- _TASK REQUIREMENTS_
Search the lines of the records for the word "floral", and copy every line that has it.

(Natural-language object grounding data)

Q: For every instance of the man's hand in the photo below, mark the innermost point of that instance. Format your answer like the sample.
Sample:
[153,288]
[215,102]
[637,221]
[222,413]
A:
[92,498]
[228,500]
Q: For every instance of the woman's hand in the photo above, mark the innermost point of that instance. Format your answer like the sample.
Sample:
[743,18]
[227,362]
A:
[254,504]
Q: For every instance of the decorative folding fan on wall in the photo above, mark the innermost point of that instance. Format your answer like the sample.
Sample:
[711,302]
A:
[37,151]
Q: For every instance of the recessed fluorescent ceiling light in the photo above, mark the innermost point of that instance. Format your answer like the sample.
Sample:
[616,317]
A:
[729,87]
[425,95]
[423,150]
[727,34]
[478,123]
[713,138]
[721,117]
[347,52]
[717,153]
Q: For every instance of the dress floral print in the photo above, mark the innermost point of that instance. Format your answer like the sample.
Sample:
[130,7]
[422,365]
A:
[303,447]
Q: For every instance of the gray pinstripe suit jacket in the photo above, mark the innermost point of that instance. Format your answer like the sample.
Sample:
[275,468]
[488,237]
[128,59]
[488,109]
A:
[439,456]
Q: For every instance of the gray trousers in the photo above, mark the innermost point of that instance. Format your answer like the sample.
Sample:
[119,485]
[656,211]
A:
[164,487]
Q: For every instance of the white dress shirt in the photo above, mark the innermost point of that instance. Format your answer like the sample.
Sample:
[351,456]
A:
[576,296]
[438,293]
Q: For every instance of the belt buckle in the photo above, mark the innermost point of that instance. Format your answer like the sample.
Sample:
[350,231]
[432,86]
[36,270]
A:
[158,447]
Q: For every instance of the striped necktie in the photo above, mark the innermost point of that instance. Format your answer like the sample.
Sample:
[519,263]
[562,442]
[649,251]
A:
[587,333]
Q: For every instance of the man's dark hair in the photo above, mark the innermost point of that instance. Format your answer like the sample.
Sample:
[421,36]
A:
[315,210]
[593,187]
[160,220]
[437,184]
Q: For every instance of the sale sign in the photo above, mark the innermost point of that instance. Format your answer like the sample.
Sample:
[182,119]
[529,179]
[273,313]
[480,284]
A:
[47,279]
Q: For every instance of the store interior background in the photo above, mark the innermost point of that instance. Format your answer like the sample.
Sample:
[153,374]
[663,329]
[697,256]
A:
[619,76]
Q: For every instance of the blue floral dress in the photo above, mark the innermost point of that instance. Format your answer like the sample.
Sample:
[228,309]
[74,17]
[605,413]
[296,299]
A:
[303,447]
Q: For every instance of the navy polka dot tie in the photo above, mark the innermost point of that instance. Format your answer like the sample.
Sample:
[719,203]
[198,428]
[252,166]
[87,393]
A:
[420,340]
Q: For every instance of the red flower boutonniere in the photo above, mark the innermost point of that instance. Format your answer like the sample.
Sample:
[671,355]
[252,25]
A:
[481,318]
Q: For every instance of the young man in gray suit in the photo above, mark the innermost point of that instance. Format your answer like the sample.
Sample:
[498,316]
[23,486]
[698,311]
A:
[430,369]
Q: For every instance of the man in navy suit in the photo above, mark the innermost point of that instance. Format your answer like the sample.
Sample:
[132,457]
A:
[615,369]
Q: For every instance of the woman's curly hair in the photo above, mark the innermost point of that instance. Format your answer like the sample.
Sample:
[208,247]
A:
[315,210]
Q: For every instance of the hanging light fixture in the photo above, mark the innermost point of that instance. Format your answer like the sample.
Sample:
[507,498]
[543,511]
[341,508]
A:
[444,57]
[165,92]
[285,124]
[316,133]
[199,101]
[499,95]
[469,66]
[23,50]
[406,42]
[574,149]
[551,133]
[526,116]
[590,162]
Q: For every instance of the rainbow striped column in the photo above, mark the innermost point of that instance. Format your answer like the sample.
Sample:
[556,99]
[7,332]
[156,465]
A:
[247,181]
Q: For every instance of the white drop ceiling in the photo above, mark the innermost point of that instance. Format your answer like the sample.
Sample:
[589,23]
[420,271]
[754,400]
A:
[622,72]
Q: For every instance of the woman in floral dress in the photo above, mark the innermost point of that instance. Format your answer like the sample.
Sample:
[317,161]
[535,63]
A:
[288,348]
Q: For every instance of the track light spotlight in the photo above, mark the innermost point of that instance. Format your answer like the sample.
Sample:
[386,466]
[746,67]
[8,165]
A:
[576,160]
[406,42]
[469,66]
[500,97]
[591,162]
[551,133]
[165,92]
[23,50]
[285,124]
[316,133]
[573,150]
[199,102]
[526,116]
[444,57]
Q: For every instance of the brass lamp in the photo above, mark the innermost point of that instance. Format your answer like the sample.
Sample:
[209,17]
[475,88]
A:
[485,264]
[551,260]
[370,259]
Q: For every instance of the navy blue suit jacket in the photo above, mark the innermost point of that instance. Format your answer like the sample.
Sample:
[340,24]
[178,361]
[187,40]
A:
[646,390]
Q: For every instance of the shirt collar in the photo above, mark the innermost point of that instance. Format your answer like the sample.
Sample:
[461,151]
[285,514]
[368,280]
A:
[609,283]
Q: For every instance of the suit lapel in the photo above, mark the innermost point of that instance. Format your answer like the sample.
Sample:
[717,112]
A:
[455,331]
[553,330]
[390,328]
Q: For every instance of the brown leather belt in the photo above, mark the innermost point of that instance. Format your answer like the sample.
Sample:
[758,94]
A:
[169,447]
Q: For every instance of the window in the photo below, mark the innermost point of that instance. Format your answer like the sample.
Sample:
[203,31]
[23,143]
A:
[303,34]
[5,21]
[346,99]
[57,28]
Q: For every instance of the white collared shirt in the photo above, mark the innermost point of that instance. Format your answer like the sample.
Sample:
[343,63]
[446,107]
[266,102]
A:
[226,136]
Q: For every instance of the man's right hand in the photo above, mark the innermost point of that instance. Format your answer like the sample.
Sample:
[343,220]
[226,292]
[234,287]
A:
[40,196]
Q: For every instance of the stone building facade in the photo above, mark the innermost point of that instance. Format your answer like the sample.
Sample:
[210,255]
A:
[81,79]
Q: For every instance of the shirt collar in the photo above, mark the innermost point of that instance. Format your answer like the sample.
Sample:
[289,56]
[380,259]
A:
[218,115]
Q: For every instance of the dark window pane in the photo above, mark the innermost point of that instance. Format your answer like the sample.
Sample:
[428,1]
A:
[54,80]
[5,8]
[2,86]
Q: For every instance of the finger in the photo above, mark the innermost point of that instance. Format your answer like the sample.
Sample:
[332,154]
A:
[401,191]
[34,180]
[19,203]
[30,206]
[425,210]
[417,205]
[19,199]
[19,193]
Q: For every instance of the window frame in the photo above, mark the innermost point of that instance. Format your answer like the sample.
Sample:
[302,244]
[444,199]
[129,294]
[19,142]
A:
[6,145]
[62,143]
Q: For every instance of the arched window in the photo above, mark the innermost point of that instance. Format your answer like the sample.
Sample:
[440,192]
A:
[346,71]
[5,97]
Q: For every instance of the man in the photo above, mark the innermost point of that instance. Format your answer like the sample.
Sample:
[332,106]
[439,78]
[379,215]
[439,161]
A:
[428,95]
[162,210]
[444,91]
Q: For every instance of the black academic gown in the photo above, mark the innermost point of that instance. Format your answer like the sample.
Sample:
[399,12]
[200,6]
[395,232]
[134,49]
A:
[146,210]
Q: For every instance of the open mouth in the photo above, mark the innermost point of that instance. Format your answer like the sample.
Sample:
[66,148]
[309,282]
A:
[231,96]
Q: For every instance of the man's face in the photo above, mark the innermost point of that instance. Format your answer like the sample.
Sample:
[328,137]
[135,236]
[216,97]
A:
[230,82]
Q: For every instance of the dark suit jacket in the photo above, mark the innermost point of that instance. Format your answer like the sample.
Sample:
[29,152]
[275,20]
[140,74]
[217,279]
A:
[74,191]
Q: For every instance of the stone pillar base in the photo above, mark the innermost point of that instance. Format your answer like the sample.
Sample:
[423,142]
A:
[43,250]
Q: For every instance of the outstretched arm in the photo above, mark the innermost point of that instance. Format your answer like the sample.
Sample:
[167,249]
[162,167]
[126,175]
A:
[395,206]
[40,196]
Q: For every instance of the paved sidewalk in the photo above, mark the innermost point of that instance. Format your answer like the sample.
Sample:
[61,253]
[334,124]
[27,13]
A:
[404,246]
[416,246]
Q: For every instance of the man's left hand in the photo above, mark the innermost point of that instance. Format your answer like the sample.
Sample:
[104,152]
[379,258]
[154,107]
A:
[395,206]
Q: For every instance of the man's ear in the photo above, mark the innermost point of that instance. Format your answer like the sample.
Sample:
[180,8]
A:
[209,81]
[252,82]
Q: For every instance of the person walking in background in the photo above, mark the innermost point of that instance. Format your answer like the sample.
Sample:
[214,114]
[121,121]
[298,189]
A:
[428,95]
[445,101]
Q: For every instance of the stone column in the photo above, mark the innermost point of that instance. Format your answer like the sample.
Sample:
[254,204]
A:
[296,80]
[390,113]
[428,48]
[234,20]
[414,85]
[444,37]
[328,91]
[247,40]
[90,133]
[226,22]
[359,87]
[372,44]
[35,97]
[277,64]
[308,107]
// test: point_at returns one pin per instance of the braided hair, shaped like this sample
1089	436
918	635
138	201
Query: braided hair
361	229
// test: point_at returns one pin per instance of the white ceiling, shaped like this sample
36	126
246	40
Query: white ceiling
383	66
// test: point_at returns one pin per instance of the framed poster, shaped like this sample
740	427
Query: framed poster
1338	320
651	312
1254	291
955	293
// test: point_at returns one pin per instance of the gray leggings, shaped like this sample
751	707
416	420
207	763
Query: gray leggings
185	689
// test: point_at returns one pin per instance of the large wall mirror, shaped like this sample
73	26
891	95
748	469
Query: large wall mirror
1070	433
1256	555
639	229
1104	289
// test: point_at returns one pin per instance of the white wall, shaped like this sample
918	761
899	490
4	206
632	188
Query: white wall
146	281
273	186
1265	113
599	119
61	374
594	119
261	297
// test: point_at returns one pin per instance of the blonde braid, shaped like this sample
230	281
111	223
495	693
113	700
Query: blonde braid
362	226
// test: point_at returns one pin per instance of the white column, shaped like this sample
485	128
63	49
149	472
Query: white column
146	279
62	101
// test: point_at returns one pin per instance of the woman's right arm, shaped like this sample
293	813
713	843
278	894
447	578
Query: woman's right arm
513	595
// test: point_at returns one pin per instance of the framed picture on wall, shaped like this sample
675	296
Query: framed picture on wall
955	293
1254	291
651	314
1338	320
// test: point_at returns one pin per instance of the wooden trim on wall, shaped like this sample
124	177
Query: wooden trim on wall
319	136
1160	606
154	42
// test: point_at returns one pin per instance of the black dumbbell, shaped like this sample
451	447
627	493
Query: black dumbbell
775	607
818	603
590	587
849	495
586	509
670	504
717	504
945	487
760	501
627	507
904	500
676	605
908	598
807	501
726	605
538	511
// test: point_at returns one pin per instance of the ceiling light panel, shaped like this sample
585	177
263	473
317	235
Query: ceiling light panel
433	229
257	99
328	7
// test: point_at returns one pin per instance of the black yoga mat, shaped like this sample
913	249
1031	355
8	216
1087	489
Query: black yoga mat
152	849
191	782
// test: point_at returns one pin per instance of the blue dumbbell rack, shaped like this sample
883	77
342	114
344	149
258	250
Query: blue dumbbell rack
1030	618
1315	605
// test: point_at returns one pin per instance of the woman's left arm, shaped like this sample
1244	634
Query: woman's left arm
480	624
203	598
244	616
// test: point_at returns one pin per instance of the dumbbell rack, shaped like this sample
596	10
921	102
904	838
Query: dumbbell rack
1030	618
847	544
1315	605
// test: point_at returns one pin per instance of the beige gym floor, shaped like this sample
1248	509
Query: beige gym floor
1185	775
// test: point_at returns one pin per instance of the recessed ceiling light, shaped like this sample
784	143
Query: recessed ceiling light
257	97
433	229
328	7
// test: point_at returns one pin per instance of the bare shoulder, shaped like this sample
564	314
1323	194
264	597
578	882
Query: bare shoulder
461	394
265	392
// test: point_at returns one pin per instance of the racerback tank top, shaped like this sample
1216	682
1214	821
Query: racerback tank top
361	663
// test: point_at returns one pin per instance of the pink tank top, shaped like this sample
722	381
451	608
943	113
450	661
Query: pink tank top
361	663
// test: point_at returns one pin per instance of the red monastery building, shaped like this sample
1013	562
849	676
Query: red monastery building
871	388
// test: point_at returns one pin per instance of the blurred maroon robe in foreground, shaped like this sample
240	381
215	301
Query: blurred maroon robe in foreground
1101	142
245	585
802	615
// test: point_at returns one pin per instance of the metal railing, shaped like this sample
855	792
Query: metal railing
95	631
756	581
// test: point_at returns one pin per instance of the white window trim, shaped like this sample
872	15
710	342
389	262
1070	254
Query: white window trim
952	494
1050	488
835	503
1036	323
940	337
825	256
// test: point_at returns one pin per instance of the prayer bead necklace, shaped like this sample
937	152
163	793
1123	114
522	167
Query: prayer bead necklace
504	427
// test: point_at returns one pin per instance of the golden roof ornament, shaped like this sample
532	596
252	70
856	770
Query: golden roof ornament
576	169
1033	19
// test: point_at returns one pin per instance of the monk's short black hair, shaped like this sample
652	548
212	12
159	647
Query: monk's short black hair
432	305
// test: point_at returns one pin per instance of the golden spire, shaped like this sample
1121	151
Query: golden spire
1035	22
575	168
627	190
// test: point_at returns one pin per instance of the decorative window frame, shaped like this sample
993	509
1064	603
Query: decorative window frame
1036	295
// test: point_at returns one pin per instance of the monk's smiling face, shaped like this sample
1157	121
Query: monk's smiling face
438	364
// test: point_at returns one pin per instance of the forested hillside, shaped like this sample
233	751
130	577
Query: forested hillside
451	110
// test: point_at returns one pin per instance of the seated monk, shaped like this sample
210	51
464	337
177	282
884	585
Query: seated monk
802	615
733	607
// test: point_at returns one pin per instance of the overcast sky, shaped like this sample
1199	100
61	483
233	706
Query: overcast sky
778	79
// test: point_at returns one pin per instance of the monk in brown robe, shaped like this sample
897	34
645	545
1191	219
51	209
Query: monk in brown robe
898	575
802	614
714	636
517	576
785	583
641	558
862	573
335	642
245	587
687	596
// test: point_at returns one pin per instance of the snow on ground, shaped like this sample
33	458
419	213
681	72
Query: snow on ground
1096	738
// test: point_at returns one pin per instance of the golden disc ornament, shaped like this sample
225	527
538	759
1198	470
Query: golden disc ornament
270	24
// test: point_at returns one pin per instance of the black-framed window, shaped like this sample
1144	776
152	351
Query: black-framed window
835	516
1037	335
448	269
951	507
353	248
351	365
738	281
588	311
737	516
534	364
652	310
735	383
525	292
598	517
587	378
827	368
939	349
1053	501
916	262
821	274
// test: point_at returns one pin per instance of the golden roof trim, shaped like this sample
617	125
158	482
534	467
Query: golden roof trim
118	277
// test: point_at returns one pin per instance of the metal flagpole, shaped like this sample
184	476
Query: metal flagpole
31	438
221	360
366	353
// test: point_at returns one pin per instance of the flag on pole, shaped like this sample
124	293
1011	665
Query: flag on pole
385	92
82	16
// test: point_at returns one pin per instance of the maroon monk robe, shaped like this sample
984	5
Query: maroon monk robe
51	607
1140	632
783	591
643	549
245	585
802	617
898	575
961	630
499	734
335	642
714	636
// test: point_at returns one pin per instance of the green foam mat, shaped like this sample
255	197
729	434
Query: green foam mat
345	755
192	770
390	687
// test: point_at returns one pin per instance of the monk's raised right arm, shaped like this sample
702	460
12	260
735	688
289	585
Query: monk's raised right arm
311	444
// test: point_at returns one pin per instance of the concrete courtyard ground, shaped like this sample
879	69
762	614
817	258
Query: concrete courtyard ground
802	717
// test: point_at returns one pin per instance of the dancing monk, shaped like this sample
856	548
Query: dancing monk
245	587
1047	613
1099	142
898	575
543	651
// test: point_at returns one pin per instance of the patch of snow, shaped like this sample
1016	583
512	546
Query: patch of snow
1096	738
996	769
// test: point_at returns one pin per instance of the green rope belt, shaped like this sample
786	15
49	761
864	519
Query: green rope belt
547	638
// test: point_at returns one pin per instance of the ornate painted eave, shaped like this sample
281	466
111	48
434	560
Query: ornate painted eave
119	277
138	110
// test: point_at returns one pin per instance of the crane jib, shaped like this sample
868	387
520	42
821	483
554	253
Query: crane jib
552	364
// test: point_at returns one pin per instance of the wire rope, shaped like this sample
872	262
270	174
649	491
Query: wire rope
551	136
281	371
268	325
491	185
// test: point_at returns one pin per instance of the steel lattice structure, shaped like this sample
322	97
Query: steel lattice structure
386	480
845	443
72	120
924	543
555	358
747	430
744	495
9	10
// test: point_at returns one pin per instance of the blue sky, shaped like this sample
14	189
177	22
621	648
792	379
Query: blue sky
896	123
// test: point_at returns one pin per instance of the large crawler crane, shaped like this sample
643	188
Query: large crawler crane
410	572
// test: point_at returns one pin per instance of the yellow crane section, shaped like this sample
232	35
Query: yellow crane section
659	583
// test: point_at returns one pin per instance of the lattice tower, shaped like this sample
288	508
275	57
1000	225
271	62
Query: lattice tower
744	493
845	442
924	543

- _ANSWER SPACE_
Q: For every instance of the dress floral print in the photo above, mark the innermost point of that instance. Format your answer like the sample.
Q: For every instance of the blue floral dress in the photo above, mark the innermost point of that instance. Format your answer like the sample.
Q: For every instance of the woman in floral dress in the photo above, mark the innermost point of that instance. Format your answer like the sample.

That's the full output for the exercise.